[BEGIN]

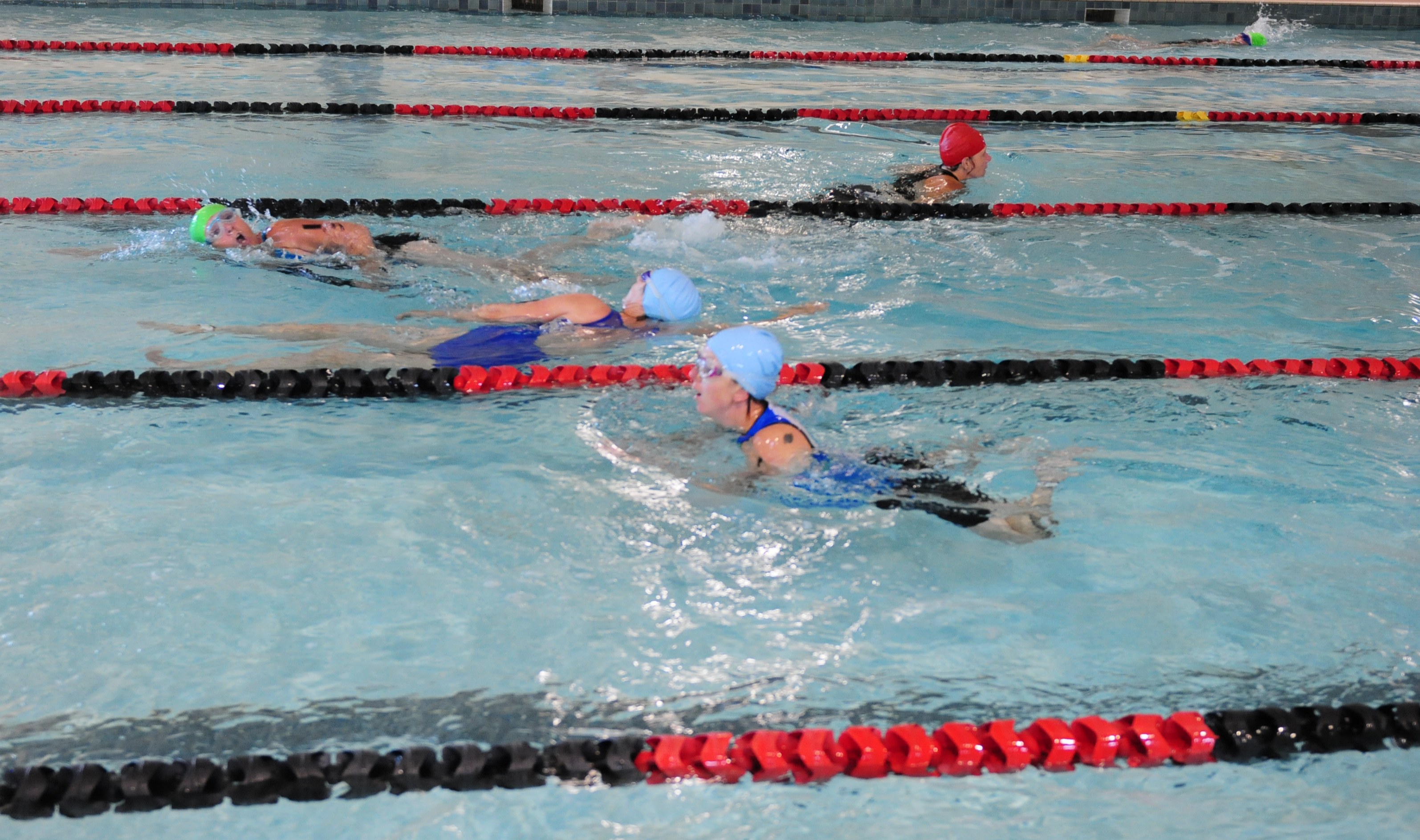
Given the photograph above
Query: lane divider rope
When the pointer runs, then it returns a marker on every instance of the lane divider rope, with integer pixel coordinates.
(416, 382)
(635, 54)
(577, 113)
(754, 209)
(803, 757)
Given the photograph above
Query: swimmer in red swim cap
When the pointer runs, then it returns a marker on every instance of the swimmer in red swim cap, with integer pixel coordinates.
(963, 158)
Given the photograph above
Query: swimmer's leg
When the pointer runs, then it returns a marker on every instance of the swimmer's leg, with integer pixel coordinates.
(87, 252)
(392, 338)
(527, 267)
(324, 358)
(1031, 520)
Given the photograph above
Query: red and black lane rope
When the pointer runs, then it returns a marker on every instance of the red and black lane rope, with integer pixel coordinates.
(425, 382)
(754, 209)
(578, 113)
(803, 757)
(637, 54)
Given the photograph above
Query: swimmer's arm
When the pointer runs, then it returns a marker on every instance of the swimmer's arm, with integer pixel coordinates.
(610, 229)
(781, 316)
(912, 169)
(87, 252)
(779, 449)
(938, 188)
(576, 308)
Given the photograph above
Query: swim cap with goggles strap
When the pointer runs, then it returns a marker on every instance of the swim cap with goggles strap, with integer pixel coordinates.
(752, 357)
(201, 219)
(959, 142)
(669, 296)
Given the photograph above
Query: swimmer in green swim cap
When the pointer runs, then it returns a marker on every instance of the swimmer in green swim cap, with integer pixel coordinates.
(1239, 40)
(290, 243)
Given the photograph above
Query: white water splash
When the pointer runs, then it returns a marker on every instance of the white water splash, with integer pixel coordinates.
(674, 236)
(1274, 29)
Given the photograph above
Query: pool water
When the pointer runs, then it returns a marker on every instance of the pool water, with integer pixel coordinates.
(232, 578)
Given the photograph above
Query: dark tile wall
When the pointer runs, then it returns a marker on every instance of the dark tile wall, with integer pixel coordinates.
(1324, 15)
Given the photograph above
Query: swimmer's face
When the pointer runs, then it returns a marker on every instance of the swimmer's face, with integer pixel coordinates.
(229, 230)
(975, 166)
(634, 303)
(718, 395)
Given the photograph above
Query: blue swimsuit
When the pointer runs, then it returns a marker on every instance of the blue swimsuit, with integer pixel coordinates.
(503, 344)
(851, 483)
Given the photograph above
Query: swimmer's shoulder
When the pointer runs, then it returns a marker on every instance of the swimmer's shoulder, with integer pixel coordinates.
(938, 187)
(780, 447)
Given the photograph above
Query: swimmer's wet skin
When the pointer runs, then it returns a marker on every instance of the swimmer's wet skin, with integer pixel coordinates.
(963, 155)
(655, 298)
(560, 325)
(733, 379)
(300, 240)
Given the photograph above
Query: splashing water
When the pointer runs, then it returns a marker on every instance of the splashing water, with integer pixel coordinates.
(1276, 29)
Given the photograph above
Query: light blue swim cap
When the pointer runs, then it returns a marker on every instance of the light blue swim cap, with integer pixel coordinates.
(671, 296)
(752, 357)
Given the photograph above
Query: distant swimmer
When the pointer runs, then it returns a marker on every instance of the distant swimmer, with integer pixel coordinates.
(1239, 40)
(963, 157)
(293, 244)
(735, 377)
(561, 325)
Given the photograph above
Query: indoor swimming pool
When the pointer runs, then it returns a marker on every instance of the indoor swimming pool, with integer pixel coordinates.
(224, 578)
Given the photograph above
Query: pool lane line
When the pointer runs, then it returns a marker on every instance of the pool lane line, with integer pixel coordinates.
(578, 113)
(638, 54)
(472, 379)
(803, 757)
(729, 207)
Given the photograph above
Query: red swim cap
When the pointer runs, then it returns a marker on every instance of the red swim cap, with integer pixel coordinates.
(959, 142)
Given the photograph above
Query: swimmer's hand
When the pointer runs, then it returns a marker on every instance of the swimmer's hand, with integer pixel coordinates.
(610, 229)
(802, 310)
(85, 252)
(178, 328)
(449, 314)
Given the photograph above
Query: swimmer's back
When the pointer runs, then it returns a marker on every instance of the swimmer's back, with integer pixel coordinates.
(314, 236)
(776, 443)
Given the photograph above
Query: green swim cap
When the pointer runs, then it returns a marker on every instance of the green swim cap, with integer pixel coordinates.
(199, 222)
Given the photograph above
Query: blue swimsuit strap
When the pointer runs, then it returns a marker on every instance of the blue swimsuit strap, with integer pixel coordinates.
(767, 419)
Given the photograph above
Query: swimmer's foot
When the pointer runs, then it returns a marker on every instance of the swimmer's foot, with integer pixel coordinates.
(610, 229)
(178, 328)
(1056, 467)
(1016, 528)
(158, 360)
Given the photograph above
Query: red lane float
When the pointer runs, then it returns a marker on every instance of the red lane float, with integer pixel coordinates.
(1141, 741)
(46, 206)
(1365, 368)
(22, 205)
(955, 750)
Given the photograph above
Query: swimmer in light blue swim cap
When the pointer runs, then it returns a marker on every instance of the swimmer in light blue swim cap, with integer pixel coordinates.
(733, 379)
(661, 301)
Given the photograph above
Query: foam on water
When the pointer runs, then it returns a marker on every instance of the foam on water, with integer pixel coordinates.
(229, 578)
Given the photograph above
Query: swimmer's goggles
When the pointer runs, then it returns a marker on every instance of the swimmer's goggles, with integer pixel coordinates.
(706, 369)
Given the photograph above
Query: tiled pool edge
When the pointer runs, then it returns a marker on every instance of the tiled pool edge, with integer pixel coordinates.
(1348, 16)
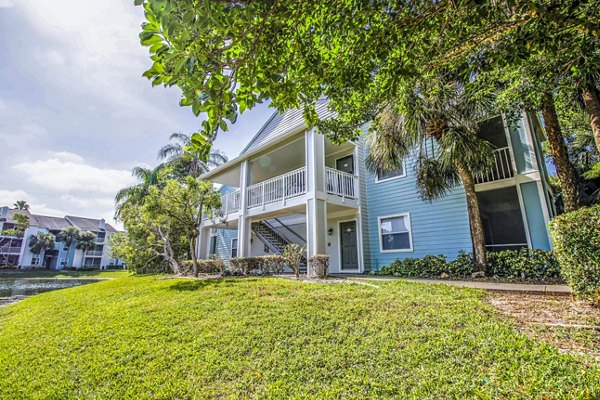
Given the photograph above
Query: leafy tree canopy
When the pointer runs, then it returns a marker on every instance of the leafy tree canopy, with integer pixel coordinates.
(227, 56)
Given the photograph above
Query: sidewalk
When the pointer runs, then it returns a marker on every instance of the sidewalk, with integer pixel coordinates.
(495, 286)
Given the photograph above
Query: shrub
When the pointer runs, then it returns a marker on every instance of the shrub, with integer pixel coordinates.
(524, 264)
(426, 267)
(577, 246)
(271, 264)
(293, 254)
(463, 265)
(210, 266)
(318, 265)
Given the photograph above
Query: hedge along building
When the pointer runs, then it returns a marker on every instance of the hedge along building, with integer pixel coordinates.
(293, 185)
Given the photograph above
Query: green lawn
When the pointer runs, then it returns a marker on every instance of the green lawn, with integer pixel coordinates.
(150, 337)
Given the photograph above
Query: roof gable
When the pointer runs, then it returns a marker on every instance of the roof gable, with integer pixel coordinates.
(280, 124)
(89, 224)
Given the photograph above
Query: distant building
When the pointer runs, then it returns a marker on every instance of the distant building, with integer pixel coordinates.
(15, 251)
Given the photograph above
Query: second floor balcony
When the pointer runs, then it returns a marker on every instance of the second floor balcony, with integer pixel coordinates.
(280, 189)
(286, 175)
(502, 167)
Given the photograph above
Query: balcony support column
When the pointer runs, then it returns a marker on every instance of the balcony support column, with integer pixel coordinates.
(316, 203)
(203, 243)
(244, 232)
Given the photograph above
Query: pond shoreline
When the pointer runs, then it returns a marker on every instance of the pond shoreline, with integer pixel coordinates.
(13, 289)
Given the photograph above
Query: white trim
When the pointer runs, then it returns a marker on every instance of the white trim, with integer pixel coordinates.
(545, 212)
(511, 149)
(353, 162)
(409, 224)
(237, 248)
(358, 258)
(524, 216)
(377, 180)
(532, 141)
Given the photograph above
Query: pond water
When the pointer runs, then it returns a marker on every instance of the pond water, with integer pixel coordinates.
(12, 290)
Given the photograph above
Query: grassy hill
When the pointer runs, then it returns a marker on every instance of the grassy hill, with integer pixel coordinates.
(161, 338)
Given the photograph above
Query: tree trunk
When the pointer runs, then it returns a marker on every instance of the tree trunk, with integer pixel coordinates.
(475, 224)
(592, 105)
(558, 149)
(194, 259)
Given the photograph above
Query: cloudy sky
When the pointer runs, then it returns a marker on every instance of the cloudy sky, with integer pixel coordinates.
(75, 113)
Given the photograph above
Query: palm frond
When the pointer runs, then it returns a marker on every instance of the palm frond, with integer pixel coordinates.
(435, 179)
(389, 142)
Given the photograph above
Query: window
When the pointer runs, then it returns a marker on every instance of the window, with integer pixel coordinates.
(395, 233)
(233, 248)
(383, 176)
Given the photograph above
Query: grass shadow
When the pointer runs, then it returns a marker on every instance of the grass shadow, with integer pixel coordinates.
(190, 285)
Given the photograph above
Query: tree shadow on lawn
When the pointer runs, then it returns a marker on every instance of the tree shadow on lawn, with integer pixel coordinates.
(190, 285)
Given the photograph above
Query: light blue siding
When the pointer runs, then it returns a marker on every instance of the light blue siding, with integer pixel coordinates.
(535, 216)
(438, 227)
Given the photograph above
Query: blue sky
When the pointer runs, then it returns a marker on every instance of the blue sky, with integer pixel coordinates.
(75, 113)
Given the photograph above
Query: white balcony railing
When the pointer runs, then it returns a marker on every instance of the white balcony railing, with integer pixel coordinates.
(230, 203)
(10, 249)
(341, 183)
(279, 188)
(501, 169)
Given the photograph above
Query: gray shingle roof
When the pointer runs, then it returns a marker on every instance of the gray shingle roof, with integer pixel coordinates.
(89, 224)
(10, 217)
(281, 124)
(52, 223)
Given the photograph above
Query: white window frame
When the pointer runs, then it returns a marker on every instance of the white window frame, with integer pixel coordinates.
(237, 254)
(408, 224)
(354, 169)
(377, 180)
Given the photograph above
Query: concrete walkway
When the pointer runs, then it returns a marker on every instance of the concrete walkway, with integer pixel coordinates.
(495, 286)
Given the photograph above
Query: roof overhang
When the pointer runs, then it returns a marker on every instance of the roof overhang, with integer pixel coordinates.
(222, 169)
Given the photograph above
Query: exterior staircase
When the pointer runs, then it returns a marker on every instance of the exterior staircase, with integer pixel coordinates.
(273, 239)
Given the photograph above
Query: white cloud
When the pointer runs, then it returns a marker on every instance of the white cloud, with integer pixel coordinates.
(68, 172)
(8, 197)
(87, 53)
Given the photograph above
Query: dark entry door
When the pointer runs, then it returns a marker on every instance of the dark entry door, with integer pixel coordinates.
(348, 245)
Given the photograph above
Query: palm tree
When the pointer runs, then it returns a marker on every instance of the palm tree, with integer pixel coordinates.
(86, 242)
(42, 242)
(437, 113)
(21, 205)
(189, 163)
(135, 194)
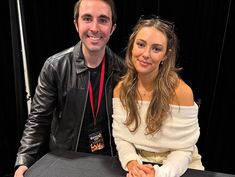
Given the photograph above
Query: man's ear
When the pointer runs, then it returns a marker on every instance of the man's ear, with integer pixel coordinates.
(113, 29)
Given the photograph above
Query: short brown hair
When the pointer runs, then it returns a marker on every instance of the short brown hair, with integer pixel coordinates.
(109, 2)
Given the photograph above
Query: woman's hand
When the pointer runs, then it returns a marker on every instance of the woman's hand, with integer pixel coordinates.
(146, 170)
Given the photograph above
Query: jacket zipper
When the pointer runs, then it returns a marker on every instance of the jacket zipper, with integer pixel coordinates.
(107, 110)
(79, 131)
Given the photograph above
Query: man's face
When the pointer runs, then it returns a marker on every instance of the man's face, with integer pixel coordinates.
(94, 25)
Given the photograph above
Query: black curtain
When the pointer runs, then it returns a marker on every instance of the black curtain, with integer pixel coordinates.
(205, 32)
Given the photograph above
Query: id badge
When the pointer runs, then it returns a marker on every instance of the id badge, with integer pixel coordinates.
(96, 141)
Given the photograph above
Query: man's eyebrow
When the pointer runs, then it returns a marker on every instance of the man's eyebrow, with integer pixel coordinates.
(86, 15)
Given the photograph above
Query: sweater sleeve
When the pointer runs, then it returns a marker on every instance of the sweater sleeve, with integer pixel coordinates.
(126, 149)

[END]

# Exercise
Collect every line from the items above that contains the word "gray", matching case exactly.

# Correct response
Query: gray shingle roof
When the pointer runs, then it returns a marker on every instance of the gray shingle roof, with integer pixel coordinates.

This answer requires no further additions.